Proposta que reduz em até 73% área da Chapada dos Veadeiros ‘não tem consistência técnica e jurídica’
Uma proposta
protocolada na Câmara dos Deputados quer reduzir em até 73% a área de
conservação do Parque Nacional da Chapada dos Veadeiros. De autoria do deputado
Delegado Waldir (PSL-GO), o Projeto de Decreto Legislativo (PDL) 338/2021
ameaça 175 mil hectares da unidade de conservação garantidos por um decreto de
2017 que, para a proteção de remanescentes do Cerrado, ampliou a área de
conservação de 65 mil para 245 mil hectares.
O argumento
do parlamentar é que o aumento “desmedido” do território “prejudica os
agricultores da região”. Mas a avaliação da especialista sênior em Políticas
Públicas do Observatório do Clima, Suely Araújo, é que a proposta “não tem
consistência nem técnica e nem jurídica”. Em entrevista a Marilu Cabañas, do
Jornal Brasil Atual, ela explica que o PDL só poderia sustar o ato de criação
da unidade de conservação se ele tivesse exorbitado o poder regulamentar. “O
que não é o caso”, garante.
Suely estava
na presidência do Instituto Brasileiro do Meio Ambiente e dos Recursos Naturais
Renováveis (Ibama) quando houve a ampliação e explica que foram feitas todas as
consultas públicas exigidas pela lei para ouvir a comunidade sobre a ampliação
do parque, o que foi bem recebido pela população local. “É um parque antigo,
importante, o coração do ecoturismo no estado de Goiás. Toda a região
centro-oeste tem uma relação de carinho muito grande com o parque da Chapada.”
Parque já
foi maior
Uma enquete
no portal da Câmara dos Deputados também mostra que a maioria (99%), de mais de
14 mil pessoas, “discorda totalmente” da proposta. A avaliação da ambientalista
é que o deputado, na verdade, não tem uma questão jurídica e analisa o “mérito”
da proposta. “Ele não gosta de um parque desse tamanho e acha que atrapalha o
agronegócio. Então os argumentos são insuficientes”, aponta. “É um projeto de
decreto legislativo sem pé nem cabeça, não faz qualquer sentido.”

Trecho de um conjunto de dados:
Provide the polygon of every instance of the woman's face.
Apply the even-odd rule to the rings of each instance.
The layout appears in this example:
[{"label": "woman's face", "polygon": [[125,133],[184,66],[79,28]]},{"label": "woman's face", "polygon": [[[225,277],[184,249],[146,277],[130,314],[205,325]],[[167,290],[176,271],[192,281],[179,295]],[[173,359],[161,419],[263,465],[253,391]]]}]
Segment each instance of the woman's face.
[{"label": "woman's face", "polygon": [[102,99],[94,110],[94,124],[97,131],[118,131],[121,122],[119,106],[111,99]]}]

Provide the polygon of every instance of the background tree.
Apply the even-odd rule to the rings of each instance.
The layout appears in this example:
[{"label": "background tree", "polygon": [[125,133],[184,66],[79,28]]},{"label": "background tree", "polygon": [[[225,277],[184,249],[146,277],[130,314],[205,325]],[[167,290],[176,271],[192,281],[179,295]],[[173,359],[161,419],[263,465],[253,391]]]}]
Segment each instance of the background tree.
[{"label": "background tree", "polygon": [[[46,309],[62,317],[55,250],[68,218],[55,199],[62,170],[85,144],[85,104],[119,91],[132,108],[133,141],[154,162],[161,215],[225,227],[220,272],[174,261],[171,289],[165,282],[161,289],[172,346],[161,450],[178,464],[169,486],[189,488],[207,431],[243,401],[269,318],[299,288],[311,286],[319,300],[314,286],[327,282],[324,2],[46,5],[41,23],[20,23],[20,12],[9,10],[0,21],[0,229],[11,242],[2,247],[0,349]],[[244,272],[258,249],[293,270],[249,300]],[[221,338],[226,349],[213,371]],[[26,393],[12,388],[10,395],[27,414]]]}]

**EXERCÍCIOS PROPOSTOS**
**A)** Reproduza, do texto sobre a Chapada dos Veadeiros, todo o trecho que vai de "Proposta que reduz" até "245 mil hectares.".
**B)** Prossiga o texto sobre a Chapada dos Veadeiros a partir de sua última frase.

**GABARITO**
**A)**
Proposta que reduz em até 73% área da Chapada dos Veadeiros ‘não tem consistência técnica e jurídica’
Uma proposta
protocolada na Câmara dos Deputados quer reduzir em até 73% a área de
conservação do Parque Nacional da Chapada dos Veadeiros. De autoria do deputado
Delegado Waldir (PSL-GO), o Projeto de Decreto Legislativo (PDL) 338/2021
ameaça 175 mil hectares da unidade de conservação garantidos por um decreto de
2017 que, para a proteção de remanescentes do Cerrado, ampliou a área de
conservação de 65 mil para 245 mil hectares.

**B)**
Antes de
2017, o Parque Nacional da Chapada dos Veadeiros abrangia as cidades de Alto
Paraíso de Goiás, Cavalcante e Colinas do Sul. Com a ampliação, a unidade
passou a incluir mais três cidades, Teresina de Goiás, Nova Roma e São João
D’Aliança. Criado em 1961, o parque, porém, já foi pelo menos duas vezes maior
do que o tamanho atual. Antes conhecido como Parque Nacional do Tocantins, ele
possuía 625 mil hectares, mas teve a área reduzida para 171 mil hectares em
1972, quando recebeu o nome de Chapada dos Veadeiros. Até que em 1981, ficou
com apenas 65,5 mil hectares.
Pressão
do agronegócio
Em 2017,
lembra Suely, nas consultas públicas prevaleceu a escolha técnica pela
ampliação para preservar a alta biodiversidade e o ciclo das águas da região.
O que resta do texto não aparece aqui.